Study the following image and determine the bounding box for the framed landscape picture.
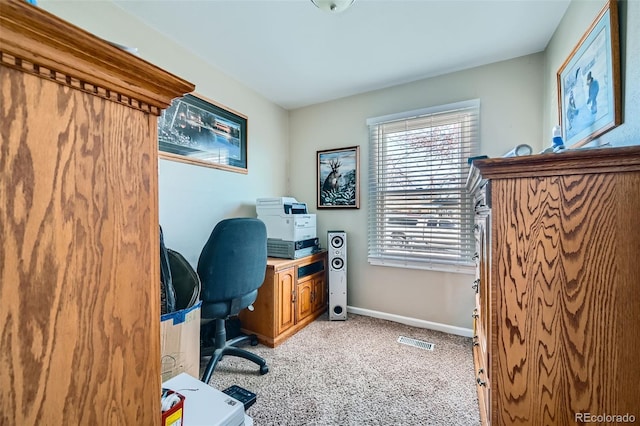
[557,0,622,148]
[158,94,247,174]
[317,146,360,209]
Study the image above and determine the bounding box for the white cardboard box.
[160,301,202,381]
[162,373,253,426]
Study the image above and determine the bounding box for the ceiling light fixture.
[311,0,355,13]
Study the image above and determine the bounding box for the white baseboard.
[347,306,473,337]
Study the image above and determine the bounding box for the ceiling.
[115,0,571,109]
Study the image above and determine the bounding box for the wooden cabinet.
[468,146,640,425]
[0,0,193,425]
[239,251,327,347]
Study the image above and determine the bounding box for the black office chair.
[198,218,269,383]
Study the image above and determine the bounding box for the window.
[367,100,480,272]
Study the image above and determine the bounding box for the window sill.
[368,258,476,275]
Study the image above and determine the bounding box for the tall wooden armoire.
[468,146,640,426]
[0,0,194,425]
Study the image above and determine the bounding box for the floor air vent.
[398,336,436,351]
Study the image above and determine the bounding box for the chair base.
[201,319,269,384]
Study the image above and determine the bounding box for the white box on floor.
[162,373,253,426]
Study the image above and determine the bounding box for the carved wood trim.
[0,0,195,115]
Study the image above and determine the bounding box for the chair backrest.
[198,218,267,303]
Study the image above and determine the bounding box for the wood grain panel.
[491,174,637,425]
[73,92,160,424]
[0,61,160,425]
[0,67,78,425]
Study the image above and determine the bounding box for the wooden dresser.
[239,250,327,348]
[467,146,640,426]
[0,0,193,425]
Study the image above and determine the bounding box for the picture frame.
[316,146,360,209]
[158,93,248,174]
[557,0,622,148]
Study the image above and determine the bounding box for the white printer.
[256,197,316,241]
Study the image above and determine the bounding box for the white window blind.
[367,100,480,272]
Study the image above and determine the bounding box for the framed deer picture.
[317,146,360,209]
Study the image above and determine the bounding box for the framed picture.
[158,93,247,174]
[317,146,360,209]
[557,0,622,148]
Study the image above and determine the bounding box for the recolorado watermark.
[575,413,636,423]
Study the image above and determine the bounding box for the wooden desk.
[239,250,328,348]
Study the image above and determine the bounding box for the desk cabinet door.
[276,267,296,334]
[296,280,313,321]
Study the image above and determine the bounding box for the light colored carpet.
[202,314,480,426]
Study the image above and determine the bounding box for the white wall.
[39,0,640,328]
[290,54,544,329]
[38,0,289,266]
[542,0,640,146]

--*--

**EXERCISE:** Return the listing above word for word, leaving out the picture.

**ANSWER TO THIS PROBLEM:**
Study the following image and determine the bounding box for the framed landscape picture.
[557,0,622,148]
[158,94,247,174]
[317,146,360,209]
Study the image above and determine the bounding box for the white cardboard box.
[160,301,202,381]
[162,373,253,426]
Study the image above and determine the bounding box for the ceiling light fixture.
[311,0,355,13]
Study the image above and determine the bounding box for the white baseboard.
[347,306,473,337]
Study the image above and determine the bounding box for the ceiling.
[115,0,571,109]
Study the image above and determine the bounding box for the wooden cabinet.
[468,146,640,425]
[0,0,193,425]
[239,251,327,347]
Study the image above and determine the bounding box for the black office chair.
[198,218,269,383]
Study the image above and determine the bounding box for the window.
[367,100,480,272]
Study the image above and determine the bounding box for the window sill.
[368,258,476,275]
Study the image above and determine the bounding box for the tall wooden armoire.
[468,146,640,426]
[0,0,194,425]
Study the image above and determine the bounding box for the floor air vent.
[398,336,436,351]
Study the image above and determine the bounding box for the chair base.
[201,319,269,384]
Study the image above and determine the bounding box for the white box on floor.
[162,373,253,426]
Study the image above and determine the bounding box for the carved wood trim.
[0,0,195,115]
Study the image above and determine the bounding box for the chair backrest.
[198,218,267,303]
Study the image above and determine the bounding box for the wood grain panel.
[491,174,637,425]
[73,92,160,424]
[0,61,160,425]
[0,67,78,425]
Study the image above and determine the bounding box for the wooden dresser.
[239,250,327,348]
[467,146,640,426]
[0,0,193,425]
Study the image above and determine the bounding box for the picture frame.
[316,146,360,209]
[158,93,248,174]
[557,0,622,148]
Study the image above and determine the bounding box for the white printer.
[256,197,316,241]
Study the image above and determine the bounding box for the white window blind.
[367,100,480,272]
Study the image above and determine the bounding box for the framed deer picture.
[317,146,360,209]
Study the image above and determine the bounding box for the framed picture.
[158,93,247,174]
[317,146,360,209]
[557,0,622,148]
Study the image above and determine the bounding box for the recolorado watermark.
[575,413,636,423]
Study the image above and determine the bounding box for the wooden desk.
[239,250,328,348]
Study the image above and determine the bounding box for the desk cabinet door.
[276,267,296,334]
[296,280,313,321]
Study the image above and determine the bounding box for the light colored carpet.
[202,314,480,426]
Study the image above and determine the bounding box for the white wall.
[39,0,640,328]
[290,54,544,329]
[38,0,289,266]
[542,0,640,146]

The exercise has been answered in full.